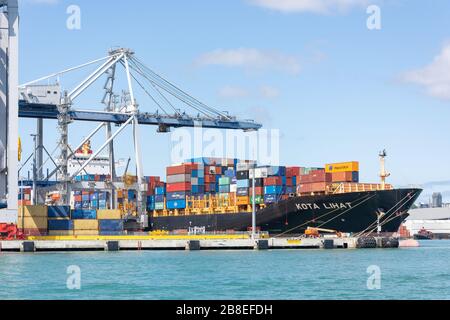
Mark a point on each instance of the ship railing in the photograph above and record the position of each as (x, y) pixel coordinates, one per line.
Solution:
(359, 187)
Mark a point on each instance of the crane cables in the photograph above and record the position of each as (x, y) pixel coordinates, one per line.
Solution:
(159, 83)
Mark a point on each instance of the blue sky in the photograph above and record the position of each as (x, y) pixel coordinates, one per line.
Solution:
(336, 90)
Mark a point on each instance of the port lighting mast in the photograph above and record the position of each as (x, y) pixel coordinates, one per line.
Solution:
(383, 173)
(9, 64)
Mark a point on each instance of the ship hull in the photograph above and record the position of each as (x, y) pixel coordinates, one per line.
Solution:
(348, 212)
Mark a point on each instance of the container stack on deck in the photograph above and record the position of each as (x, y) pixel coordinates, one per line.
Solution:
(90, 200)
(179, 185)
(59, 221)
(24, 196)
(33, 220)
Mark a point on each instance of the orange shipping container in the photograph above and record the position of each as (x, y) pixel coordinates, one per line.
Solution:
(342, 167)
(242, 201)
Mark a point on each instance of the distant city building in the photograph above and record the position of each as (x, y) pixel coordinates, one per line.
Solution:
(436, 200)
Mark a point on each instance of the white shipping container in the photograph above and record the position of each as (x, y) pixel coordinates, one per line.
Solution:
(259, 173)
(176, 178)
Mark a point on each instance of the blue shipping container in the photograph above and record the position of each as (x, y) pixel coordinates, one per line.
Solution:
(94, 204)
(243, 183)
(273, 189)
(84, 214)
(60, 225)
(176, 204)
(110, 225)
(102, 204)
(242, 191)
(160, 191)
(271, 198)
(224, 189)
(196, 189)
(111, 233)
(58, 212)
(176, 196)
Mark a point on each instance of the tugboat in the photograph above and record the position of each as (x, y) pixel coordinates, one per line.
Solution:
(424, 234)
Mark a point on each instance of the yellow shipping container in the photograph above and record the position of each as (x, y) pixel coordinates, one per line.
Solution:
(32, 223)
(342, 167)
(86, 233)
(85, 224)
(109, 214)
(60, 232)
(242, 201)
(32, 211)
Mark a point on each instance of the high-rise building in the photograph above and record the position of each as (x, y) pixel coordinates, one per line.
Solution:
(436, 200)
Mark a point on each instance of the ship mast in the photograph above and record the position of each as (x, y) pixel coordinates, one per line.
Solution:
(383, 173)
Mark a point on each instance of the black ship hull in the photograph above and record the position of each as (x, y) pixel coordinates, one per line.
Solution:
(347, 212)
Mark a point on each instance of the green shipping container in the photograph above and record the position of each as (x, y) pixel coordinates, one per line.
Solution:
(224, 181)
(258, 200)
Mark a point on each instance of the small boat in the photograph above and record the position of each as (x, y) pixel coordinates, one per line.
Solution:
(423, 234)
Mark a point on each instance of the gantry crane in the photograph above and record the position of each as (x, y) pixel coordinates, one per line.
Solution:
(51, 102)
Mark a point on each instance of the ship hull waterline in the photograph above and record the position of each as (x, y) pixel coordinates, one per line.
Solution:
(348, 212)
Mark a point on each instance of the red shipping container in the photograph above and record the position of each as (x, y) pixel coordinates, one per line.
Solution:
(259, 191)
(150, 190)
(304, 188)
(209, 178)
(289, 182)
(34, 232)
(342, 177)
(182, 169)
(273, 181)
(319, 186)
(213, 170)
(320, 176)
(182, 186)
(305, 178)
(296, 171)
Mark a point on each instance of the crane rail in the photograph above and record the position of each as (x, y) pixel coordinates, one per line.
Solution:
(50, 111)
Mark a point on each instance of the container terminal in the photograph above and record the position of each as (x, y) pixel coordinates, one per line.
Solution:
(202, 203)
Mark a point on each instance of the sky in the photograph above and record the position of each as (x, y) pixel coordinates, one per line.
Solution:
(335, 89)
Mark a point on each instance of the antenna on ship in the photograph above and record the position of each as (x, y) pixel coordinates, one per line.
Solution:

Exercise:
Return every entry above exactly as written, minus the pictures.

Finished exercise:
Mark a point on each instance of the ship railing in the photograph above and record the position of each as (x, y) pixel coordinates, one per line.
Solution:
(359, 187)
Mark a point on each instance of the crane cables in the photograph above and record the position of each as (x, y) pixel coordinates, one per line.
Solution:
(159, 83)
Mark a point on each instance of the blue sky in the photograph above and record the position of each as (x, y) pixel coordinates, one per line.
Solution:
(336, 90)
Mark a point on each instance of the port lighting mast in the photograph above and record the position of each as (x, y) pixel coordinates, one per line.
Solution:
(383, 173)
(9, 64)
Mark a point on each instance of the ship hull in the photograph above and record the position of each as (x, y) pixel coordinates, one per line.
Solution:
(348, 212)
Mark a point on each instance of the container stack on deck in the photograph above and record the position of each as (x, y) pixel coordinates, one per line.
Solution:
(90, 200)
(179, 185)
(59, 221)
(24, 196)
(33, 220)
Mark a point on each instance of the orange shipping container in the photograph above and record the position of each as (x, y) pixel coordinates, one per line.
Solution:
(342, 167)
(242, 201)
Mark a point on each instance of the distant city building in the photograph above and record the position of each as (x, y) pixel coordinates, one per line.
Solution:
(436, 200)
Mark a point on each instance of the white shipping container in the photograph above and record the position of each as (x, y) pixel coordinates, one per line.
Solution:
(259, 173)
(176, 178)
Mark a point on each instance of the blue shipping container in the photograph above and record the position of each as (x, y) pixel coordinates, one per line.
Solution:
(94, 204)
(243, 183)
(273, 189)
(84, 214)
(60, 225)
(176, 204)
(110, 225)
(102, 204)
(242, 191)
(160, 191)
(271, 198)
(224, 189)
(196, 189)
(111, 233)
(58, 212)
(176, 196)
Mark a point on each instance of the tugboat in the photograph above and record the position of each as (x, y) pixel coordinates, one per line.
Solution:
(424, 234)
Mark a point on each instance of the yellow shipping container in the photograph above and record the position of each as (x, y) pixel coordinates, one per line.
Solution:
(32, 223)
(342, 167)
(86, 233)
(85, 224)
(109, 214)
(60, 232)
(242, 201)
(32, 211)
Mark a point on each instance of the high-rise building in the photograph above and record the position of each as (x, y) pixel coordinates, one per line.
Solution:
(436, 200)
Mark a point on each instance of the ship mast in the photograph above and record the position of each as (x, y) pixel coordinates, one per line.
Solution:
(383, 173)
Mark a point on each instance of the black ship hull in the photograph above and record the position of each as (x, y) pixel coordinates, one per line.
Solution:
(347, 212)
Mark a point on each instance of the green shipping container in the photograph above and record the position of each as (x, y) pixel coordinates, one per line.
Solution:
(224, 181)
(258, 200)
Mark a point on each instance of the small boat in the photograph above and record the position of each as (x, y) pixel coordinates, one per line.
Solution:
(423, 234)
Mark a point on each instance of the gantry crane in the photograph above and record the position of each as (x, y) pixel coordinates, one per line.
Solution:
(51, 102)
Mark a point on each instance of the ship hull waterline in the photograph above and record the position of each as (x, y) pixel coordinates, one per line.
Solution:
(348, 212)
Mark a point on each instance of the red shipping container in the photograph above and record the position of each as (x, y) pixel coordinates, one per line.
Solution:
(259, 191)
(150, 190)
(304, 188)
(209, 178)
(289, 182)
(34, 232)
(342, 177)
(182, 169)
(273, 181)
(319, 186)
(213, 170)
(320, 176)
(182, 186)
(305, 178)
(296, 171)
Mark a point on each instance of the crane rail in the photograph above and record the position of each as (x, y) pixel coordinates, one per line.
Solution:
(50, 111)
Mark a point on each instance of the container terminal in the photograph above and record the position of each as (x, y) pixel coordinates, one per line.
Solution:
(202, 203)
Mark a point on each instance of the sky in the photograph above and record the position of each as (x, y) pixel coordinates, one per line.
Solution:
(335, 89)
Mark a point on each instance of the antenna on ship in the photograph above and record the position of each as (x, y) pixel coordinates, one per line.
Solution:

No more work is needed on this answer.